====== QUOTED TEXT

Take a company that has a large number of operators in the field. The roads can be a dangerous place. A company without monitoring may not be able to raise the alarm if a colleague doesn’t show up at the office at the expected time. But one that is tracking the vehicle driven by that employee has all the data that it needs to send out help in the event of an emergency.

Improved Ability To Promote

Employees and managers tend to view monitoring in a negative light, seeing it as something that can be used to catch criminals operating in an organization. But while monitoring is highly effective at preventing crimes against a firm, it is also great at identifying people who are the most productive in your organization.

Suppose, for instance, that you employ a team of waiters that serve tables in your restaurant. You want to choose a waiter to promote, but you’re not sure which. Just watching them do their work, it’s hard to tell who is the most productive, and who needs to do some work. But when you institute proper monitoring, it quickly becomes clear who is a high-performance star and who isn’t. Monitoring collects data on the activity of each employee and then feeds this information in a bitesize format to managers who can then interpret it.

Promoting an employee to a management position is always a challenging decision, but with the right data, it is much easier.

Reduced Errors In Your Business

Errors can be very costly and add up over time. But with a good monitoring system in place, you can cut down on mistakes and get better insights into where your team is going wrong.

============
====== GIVEN DATA

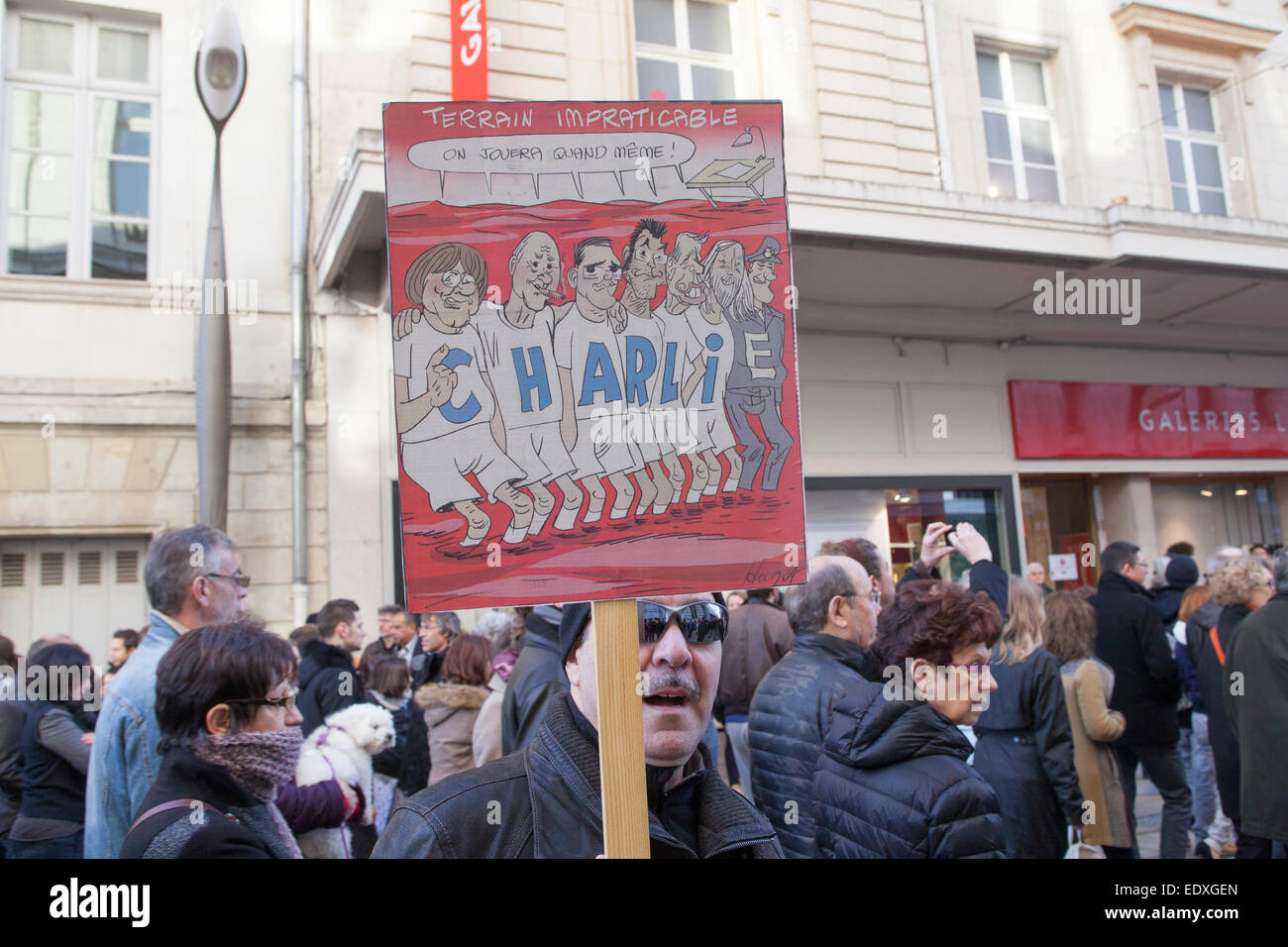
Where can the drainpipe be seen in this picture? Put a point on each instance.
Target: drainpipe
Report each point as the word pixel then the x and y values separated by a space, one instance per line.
pixel 936 95
pixel 299 292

============

* **REQUIREMENT A**
Render this sentence from the employee monitoring passage into Spanish: "Promoting an employee to a management position is always a challenging decision, but with the right data, it is much easier."
* **REQUIREMENT B**
Resume the employee monitoring passage after its final sentence, extending the "Reduced Errors In Your Business" section.

* **TASK RESULT A**
Ascender a un empleado a un puesto directivo siempre es una decisión difícil, pero con los datos adecuados resulta mucho más fácil.

* **TASK RESULT B**
Errors can crop up in all kinds of places, from the content that your marketing team puts together to the implementation of services at a client’s premises. By collecting data, you’re often able to identify where errors start and then set in place strategies to prevent them from recurring.

For instance, if errors are more likely on Monday than on Tuesday, could it be possible that employee excesses over the weekend are taking their toll?

Less Time-Wasting

You pay your employees to work, say, 8 hours per day with an hour for lunch. But when you look at how workers spend their time, you find that for 90 to 270 minutes per day, they’re not performing the task in hand but doing something else non-productive. Now, we’re not saying that employees should be glued to their monitors for a full eight hours every day, but spending 270 minutes on social media and chatting to colleagues is a little excessive.

How do you cut down on this? The first thing to do is put in place a robust monitoring system. Yahoo, for instance, decided to eliminate its work from home programme after monitoring work-from-home employees.

What they found won’t surprise most people: the people who worked from home were far less productive than their in-office counterparts to the tune of nearly 50 percent. It just didn’t pay Yahoo to continue the work-from-home option, giving just how much less value-for-money the firm was getting.

Conclusion

So while monitoring has typically been seen as a big brother approach to management, it has many other side benefits which could benefit your company. It can make your employees safer and identify those who should be promoted, based on their output.

Monitoring also helps to prevent the recurrence of errors and makes the workplace more transparent, which is great for remote teams. So what are you waiting for? Is it time you tried out monitoring in your organization?